_課題 a:_
記録のうち、「One point lands on every instance of the hiker in maroon」を含む行から「pixel 251 227」を含む行までを、両端の行も含めてすべてそのまま書き写してください。

横山さんには、愛美さんに見せたかった作品があった。

和紙画作家・横山明子さん:
これ、あなた

めい・愛美さん:
すごい

和紙画作家・横山明子さん:
似てる?

めい・愛美さん:
似てると思う

和紙画作家・横山明子さん:
これは私、似てると思う

離れて暮らす愛美さんの成長を、横山さんは作品として残してきた。

和紙画作家・横山明子さん:
絵を作るために(顔を)まじまじと見るじゃないですか。大人になったなって思いながら、しみじみと作りました。変わった叔母さんだなって思ってるやろ?

めい・愛美さん:
いや、すごい! めっちゃすごいなって。うれしいですね。自分の成長とともに

愛するめいだけでなく、横山さんが描く“顔”は表情豊かだ。髪の毛を動かすと表情が変わるのも和紙画アートの魅力だという。

和紙ならではの魅力が感じられる作品
和紙ならではの魅力が感じられる作品

和紙画作家・横山明子さん:
地元の紙が海外に行ったことでこんなふうに発展するんだというのが、わたしの作品が一つの発展の例だと思うので「和紙でこういうふうな作品ができるんだ」と、見て楽しんでもらえたら

薄くて丈夫な土佐和紙は、イタリアで古い絵画の修復に使われていて、現地の職人からも評判だという。

新型コロナで帰国できない間、横山さんは、和紙を使った修復作業に立ち会ったり、和紙で小物入れなどを作る活動をしていたという。伝統の“土佐和紙”に新たな風を吹き込んでいる。

_入力データ:_
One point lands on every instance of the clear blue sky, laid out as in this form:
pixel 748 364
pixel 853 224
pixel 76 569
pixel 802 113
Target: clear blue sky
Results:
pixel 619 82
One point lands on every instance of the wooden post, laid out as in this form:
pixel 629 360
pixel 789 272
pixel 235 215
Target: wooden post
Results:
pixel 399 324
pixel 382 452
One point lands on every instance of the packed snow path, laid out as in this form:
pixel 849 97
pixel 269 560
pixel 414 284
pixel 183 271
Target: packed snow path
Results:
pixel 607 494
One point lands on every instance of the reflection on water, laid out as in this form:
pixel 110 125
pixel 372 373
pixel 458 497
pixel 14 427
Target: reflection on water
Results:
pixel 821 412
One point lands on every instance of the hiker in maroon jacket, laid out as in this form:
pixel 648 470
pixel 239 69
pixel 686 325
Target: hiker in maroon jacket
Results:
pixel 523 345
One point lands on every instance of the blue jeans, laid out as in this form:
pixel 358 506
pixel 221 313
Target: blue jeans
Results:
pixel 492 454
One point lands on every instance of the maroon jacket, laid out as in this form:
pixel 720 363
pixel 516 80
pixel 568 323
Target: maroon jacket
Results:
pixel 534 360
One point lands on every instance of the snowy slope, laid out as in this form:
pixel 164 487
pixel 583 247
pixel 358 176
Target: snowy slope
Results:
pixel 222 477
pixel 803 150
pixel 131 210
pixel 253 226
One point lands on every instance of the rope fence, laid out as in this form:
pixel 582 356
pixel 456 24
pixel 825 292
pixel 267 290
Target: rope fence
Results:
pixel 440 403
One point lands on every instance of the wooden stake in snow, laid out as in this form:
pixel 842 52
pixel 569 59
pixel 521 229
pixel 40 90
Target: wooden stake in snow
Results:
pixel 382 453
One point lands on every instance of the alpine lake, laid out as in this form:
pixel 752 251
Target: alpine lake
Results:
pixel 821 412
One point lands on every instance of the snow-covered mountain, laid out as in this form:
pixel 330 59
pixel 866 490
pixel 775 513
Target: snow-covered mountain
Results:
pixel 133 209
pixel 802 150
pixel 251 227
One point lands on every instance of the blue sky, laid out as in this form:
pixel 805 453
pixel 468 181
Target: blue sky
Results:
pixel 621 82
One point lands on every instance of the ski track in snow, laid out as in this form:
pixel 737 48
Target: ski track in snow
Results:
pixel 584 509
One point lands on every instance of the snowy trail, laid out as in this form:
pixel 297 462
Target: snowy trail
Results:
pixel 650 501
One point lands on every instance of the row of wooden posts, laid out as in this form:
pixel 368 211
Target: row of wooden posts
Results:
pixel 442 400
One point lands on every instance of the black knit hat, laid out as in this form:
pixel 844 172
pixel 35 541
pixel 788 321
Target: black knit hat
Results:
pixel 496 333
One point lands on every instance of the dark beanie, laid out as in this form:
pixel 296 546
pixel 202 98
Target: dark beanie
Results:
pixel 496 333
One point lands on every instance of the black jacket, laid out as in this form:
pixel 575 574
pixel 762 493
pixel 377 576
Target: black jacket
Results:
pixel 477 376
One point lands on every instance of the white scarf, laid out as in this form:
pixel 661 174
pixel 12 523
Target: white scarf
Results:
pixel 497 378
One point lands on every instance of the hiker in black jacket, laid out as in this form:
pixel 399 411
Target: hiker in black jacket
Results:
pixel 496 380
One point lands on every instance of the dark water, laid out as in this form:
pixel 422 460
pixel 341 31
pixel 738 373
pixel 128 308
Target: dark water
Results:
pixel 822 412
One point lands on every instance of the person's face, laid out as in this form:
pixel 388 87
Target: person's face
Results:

_課題 b:_
提示文の「愛するめいだけでなく、横山さ」から「に新たな風を吹き込んでいる。」までのすべてを、一字も変えずにもう一度示してください。

_出力 a:_
One point lands on every instance of the hiker in maroon jacket, laid out as in this form:
pixel 648 470
pixel 239 69
pixel 686 325
Target: hiker in maroon jacket
Results:
pixel 523 345
One point lands on every instance of the blue jeans, laid out as in this form:
pixel 358 506
pixel 221 313
Target: blue jeans
Results:
pixel 492 454
One point lands on every instance of the maroon jacket, laid out as in this form:
pixel 720 363
pixel 516 80
pixel 568 323
Target: maroon jacket
Results:
pixel 534 360
One point lands on every instance of the snowy slope, laid out as in this form:
pixel 164 487
pixel 583 247
pixel 358 176
Target: snowy slope
Results:
pixel 222 477
pixel 803 150
pixel 131 210
pixel 253 226
One point lands on every instance of the rope fence, laid out as in this form:
pixel 582 356
pixel 456 24
pixel 825 292
pixel 267 290
Target: rope fence
Results:
pixel 440 403
One point lands on every instance of the wooden stake in snow, laid out as in this form:
pixel 842 52
pixel 569 59
pixel 521 229
pixel 40 90
Target: wooden stake in snow
Results:
pixel 382 453
One point lands on every instance of the alpine lake, laid out as in this form:
pixel 752 251
Target: alpine lake
Results:
pixel 821 412
One point lands on every instance of the snow-covered mountain, laid out as in this form:
pixel 330 59
pixel 866 490
pixel 775 513
Target: snow-covered mountain
Results:
pixel 133 209
pixel 802 150
pixel 251 227

_出力 b:_
愛するめいだけでなく、横山さんが描く“顔”は表情豊かだ。髪の毛を動かすと表情が変わるのも和紙画アートの魅力だという。

和紙ならではの魅力が感じられる作品
和紙ならではの魅力が感じられる作品

和紙画作家・横山明子さん:
地元の紙が海外に行ったことでこんなふうに発展するんだというのが、わたしの作品が一つの発展の例だと思うので「和紙でこういうふうな作品ができるんだ」と、見て楽しんでもらえたら

薄くて丈夫な土佐和紙は、イタリアで古い絵画の修復に使われていて、現地の職人からも評判だという。

新型コロナで帰国できない間、横山さんは、和紙を使った修復作業に立ち会ったり、和紙で小物入れなどを作る活動をしていたという。伝統の“土佐和紙”に新たな風を吹き込んでいる。